Brief >> Can you return, word for word, the part of the commission payment terms below between "8.10. In the" and "of the dispute.", inclusive?

Provided text >>
§
8.6. TransferNTour shall prepare the invoices for the due Commissions either in a major currency (e.g. EUR/USD) or the relevant local currency of the Partner and subsequently convert the relevant final amount in the local currency or a major currency on the basis of the exchange rate of the last day of the relevant month for which the invoice is issued. The exchange rate used shall be the inter bank rate as used or promulgated by major international financial banks or service companies. The invoices are processed on a monthly basis and shall be sent to the Partner online or by e-mail.
8.7. All payments of Commissions under this Agreement shall be made in cleared funds, without any deduction or set-off and free and clear of and without deduction for or on account of any other taxes, levies, imports, duties, charges, fees and with holdings of any nature now or hereafter imposed by any governmental, fiscal or other authority. The Partner is responsible and liable for the payment and remittance of any taxes, levies, imports, duties, charges, fees and with holdings over and above the full (net) Commission payment due from the Partner to TransferNTour.
8.8. The Partner agrees and acknowledges that it is responsible for the collection, remittance, withholding and payment to the relevant tax authorities of the relevant taxes, (sur)charges, extras, and fees over the Service and remittance, withholding and payment (as applicable) of the taxes over the Commission, to the relevant tax authorities.
8.9. The Partner shall only issue an invoice to the User for the full amount of the booking, (including all applicable other taxes, surcharges, and fees). The Partner shall not invoice (or send an invoice to) TransferNTour for the booking. Nothing in this Agreement shall constitute or imply that TransferNTour acts or operates as a merchant or agent.
8.10. In the case of a dispute between TransferNTour and the Partner (e.g. on the amount of the Commission), any undisputed amount of the Commission will be paid in accordance with the terms of this Agreement, notwithstanding the status or nature of the dispute.
§
Given records >>
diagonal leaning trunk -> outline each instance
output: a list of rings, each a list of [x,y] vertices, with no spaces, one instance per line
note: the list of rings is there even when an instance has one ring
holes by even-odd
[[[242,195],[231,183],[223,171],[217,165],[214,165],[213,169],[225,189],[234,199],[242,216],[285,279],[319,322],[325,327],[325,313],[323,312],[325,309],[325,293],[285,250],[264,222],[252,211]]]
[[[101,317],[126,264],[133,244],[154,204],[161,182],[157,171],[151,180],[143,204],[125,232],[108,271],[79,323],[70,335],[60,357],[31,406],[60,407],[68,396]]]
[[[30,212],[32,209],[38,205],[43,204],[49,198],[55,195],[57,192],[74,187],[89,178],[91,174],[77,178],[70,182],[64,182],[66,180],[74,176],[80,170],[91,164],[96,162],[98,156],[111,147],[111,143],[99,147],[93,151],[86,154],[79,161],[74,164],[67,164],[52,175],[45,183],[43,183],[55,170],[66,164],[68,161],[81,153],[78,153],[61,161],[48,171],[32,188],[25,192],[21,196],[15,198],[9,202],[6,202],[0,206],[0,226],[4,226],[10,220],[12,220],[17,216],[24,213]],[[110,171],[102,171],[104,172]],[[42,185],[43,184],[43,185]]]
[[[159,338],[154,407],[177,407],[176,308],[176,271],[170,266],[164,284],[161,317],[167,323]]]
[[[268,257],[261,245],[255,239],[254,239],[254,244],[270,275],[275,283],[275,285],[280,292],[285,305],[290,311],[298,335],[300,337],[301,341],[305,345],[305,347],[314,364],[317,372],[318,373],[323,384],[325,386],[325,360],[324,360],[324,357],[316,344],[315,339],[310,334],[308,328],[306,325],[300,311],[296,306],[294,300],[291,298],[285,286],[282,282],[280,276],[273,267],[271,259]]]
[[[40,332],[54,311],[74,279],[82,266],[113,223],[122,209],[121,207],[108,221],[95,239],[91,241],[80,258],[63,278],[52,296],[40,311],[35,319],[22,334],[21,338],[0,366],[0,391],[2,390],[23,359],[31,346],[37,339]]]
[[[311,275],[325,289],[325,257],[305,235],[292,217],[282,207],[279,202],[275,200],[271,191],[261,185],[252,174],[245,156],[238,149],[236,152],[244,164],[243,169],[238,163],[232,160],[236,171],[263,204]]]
§
Worked solution >>
8.10. In the case of a dispute between TransferNTour and the Partner (e.g. on the amount of the Commission), any undisputed amount of the Commission will be paid in accordance with the terms of this Agreement, notwithstanding the status or nature of the dispute.